-- DATA FOR THIS TASK start --

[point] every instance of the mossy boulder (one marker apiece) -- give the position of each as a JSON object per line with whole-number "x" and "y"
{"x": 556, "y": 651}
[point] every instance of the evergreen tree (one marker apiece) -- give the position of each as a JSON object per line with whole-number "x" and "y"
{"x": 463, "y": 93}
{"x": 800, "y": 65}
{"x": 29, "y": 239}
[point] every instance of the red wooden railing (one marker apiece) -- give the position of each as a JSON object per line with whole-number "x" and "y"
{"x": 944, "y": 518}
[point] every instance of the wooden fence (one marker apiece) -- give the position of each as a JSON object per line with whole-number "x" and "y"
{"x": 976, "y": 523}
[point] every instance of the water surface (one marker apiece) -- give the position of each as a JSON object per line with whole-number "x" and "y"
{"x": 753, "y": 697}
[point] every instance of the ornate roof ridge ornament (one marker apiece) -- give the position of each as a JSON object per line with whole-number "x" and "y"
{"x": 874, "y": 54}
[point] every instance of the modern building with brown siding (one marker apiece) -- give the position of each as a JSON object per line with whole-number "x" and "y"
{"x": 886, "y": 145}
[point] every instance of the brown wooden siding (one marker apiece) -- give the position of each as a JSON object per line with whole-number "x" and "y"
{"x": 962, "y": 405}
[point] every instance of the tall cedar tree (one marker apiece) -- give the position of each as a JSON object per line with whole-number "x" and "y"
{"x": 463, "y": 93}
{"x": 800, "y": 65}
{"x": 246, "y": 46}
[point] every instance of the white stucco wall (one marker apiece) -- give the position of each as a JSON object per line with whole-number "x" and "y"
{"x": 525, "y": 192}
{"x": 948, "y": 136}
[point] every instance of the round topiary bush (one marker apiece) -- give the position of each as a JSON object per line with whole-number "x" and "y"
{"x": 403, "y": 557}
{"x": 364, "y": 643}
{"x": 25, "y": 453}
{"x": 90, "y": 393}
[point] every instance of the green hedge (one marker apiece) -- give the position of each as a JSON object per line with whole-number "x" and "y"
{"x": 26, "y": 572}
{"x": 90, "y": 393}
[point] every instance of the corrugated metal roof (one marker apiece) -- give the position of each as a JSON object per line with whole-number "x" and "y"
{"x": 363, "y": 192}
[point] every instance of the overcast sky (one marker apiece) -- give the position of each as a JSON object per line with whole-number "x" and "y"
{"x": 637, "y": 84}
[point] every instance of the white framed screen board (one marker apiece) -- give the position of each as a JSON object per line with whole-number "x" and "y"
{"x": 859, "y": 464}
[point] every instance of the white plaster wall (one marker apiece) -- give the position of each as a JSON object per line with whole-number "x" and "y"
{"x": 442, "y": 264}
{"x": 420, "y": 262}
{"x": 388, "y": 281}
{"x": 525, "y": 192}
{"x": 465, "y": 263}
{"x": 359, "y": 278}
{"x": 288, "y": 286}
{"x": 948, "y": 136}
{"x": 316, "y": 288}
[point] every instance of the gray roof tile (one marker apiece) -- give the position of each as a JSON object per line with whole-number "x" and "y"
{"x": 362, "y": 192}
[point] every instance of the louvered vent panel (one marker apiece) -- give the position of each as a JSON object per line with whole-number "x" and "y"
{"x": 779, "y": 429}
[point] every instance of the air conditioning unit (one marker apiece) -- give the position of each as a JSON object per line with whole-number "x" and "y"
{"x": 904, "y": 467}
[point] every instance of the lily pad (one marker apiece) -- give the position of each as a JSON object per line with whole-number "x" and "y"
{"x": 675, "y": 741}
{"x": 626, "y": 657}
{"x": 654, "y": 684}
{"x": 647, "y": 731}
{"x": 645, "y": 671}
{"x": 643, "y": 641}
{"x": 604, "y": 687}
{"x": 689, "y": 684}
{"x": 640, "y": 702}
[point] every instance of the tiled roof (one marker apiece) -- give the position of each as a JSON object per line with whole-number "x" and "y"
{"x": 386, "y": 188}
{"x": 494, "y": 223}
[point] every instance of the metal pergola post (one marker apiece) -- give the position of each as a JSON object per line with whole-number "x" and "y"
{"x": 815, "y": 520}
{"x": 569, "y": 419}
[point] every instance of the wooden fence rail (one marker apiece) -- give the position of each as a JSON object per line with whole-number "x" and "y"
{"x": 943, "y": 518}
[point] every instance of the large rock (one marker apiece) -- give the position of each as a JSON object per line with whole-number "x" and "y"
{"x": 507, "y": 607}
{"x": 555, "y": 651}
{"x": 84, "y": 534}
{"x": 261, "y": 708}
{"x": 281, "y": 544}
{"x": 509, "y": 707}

-- DATA FOR THIS TASK end --

* PROBLEM REQUIREMENTS *
Please arrange all of the rows above as a numbered list, leaving out any blank lines.

* ANSWER FOR THE TASK *
1. [point] every instance of the mossy boulder (one marker apiece) -- give the position of each as a JSON object per line with whole-number "x" and "y"
2. {"x": 556, "y": 651}
3. [point] every instance of the evergreen tree (one marker apiece) -- give the position of each as a JSON object per line with whole-number "x" and "y"
4. {"x": 463, "y": 93}
5. {"x": 800, "y": 65}
6. {"x": 29, "y": 239}
7. [point] every instance of the red wooden railing (one marker apiece) -- give the position of each as a JSON object per line with whole-number "x" and "y"
8. {"x": 944, "y": 518}
9. [point] every instance of the wooden fence (one marker apiece) -- give the position of each as a JSON object per line with whole-number "x" and "y"
10. {"x": 976, "y": 523}
11. [point] every instance of the water surface (one marker apiece) -- give the position of each as a JSON object per line with whole-number "x" and "y"
12. {"x": 753, "y": 697}
13. [point] every instance of the ornate roof ridge ornament (one marker apiece) -- give the position of each as a JSON object per line with whole-number "x" and "y"
14. {"x": 874, "y": 54}
15. [point] every instance of the modern building with brown siding (one marker apiece) -- give the position of each as a JSON object per line with whole-number "x" and "y"
16. {"x": 886, "y": 145}
17. [point] every instance of the brown wooden siding (one marker apiece) -- give the position of each as a JSON object per line with whole-number "x" and "y"
18. {"x": 962, "y": 405}
19. [point] every instance of the tall cedar tree (one marker apiece) -- give the position of each as a JSON object per line with whole-number "x" and "y"
20. {"x": 463, "y": 93}
21. {"x": 800, "y": 65}
22. {"x": 246, "y": 46}
23. [point] every instance of the white stucco wall (one marker apiece) -- give the position of each as a JSON object per line with whole-number "x" and "y"
24. {"x": 525, "y": 192}
25. {"x": 948, "y": 136}
26. [point] every instance of the round topiary bush (one marker apiece) -- give the position of each as a JSON object per line with whole-number "x" and "y"
27. {"x": 403, "y": 557}
28. {"x": 364, "y": 643}
29. {"x": 25, "y": 453}
30. {"x": 90, "y": 393}
31. [point] every instance of the green hedge (one marker apiece) -- give the position of each as a JSON object per line with whole-number "x" and "y"
32. {"x": 26, "y": 572}
33. {"x": 90, "y": 393}
34. [point] every instance of the corrugated metal roof (one marker apiece) -- give the position of each as a JSON object per line with whole-number "x" and "y"
35. {"x": 363, "y": 192}
36. [point] every instance of the overcast sky (one marker apiece) -- give the position of each as a JSON object per line with whole-number "x" and "y"
37. {"x": 637, "y": 84}
38. [point] every instance of the white framed screen board (one marker apiece) -- give the position of each as a JSON object per line with whole-number "x" and "y"
39. {"x": 859, "y": 464}
40. [point] every instance of the white plaster wall (one marker apiece) -- give the position of each as a JSON object per line with whole-number "x" and "y"
41. {"x": 442, "y": 264}
42. {"x": 420, "y": 262}
43. {"x": 388, "y": 281}
44. {"x": 525, "y": 192}
45. {"x": 465, "y": 263}
46. {"x": 359, "y": 278}
47. {"x": 288, "y": 286}
48. {"x": 948, "y": 136}
49. {"x": 316, "y": 288}
50. [point] every instance of the gray roof tile (one marker apiece) -- give the position of each as a JSON object per line with whole-number "x" and "y"
51. {"x": 362, "y": 192}
52. [point] every instance of the louvered vent panel (one marker apiece) -- give the position of each as a JSON object per line with whole-number "x" and "y"
53. {"x": 779, "y": 429}
54. [point] every instance of the air conditioning unit (one marker apiece) -- give the position of each as a JSON object per line with whole-number "x" and "y"
55. {"x": 904, "y": 467}
56. [point] every instance of the lily pad (one marker apiece) -- give the position of each as a JSON object per line with whole-number "x" and "y"
57. {"x": 675, "y": 741}
58. {"x": 626, "y": 657}
59. {"x": 654, "y": 684}
60. {"x": 647, "y": 731}
61. {"x": 645, "y": 671}
62. {"x": 643, "y": 641}
63. {"x": 604, "y": 687}
64. {"x": 689, "y": 684}
65. {"x": 640, "y": 702}
66. [point] every instance of the tiled roof (one marker apiece) -- give the position of each as a JSON object per line with whole-number "x" and "y"
67. {"x": 386, "y": 188}
68. {"x": 494, "y": 223}
69. [point] every instance of the metal pergola post (one marker apiece) -- give the position of each as a JSON object per line with whole-number "x" and "y"
70. {"x": 815, "y": 520}
71. {"x": 569, "y": 419}
72. [point] every instance of the wooden fence rail (one marker apiece) -- give the position of each as a JSON object per line with whole-number "x" and "y"
73. {"x": 943, "y": 518}
74. [point] every instance of the large rock (one marker apiece) -- give the position of each as a JSON object per line with whole-number "x" and "y"
75. {"x": 507, "y": 607}
76. {"x": 555, "y": 651}
77. {"x": 84, "y": 534}
78. {"x": 261, "y": 708}
79. {"x": 281, "y": 544}
80. {"x": 509, "y": 707}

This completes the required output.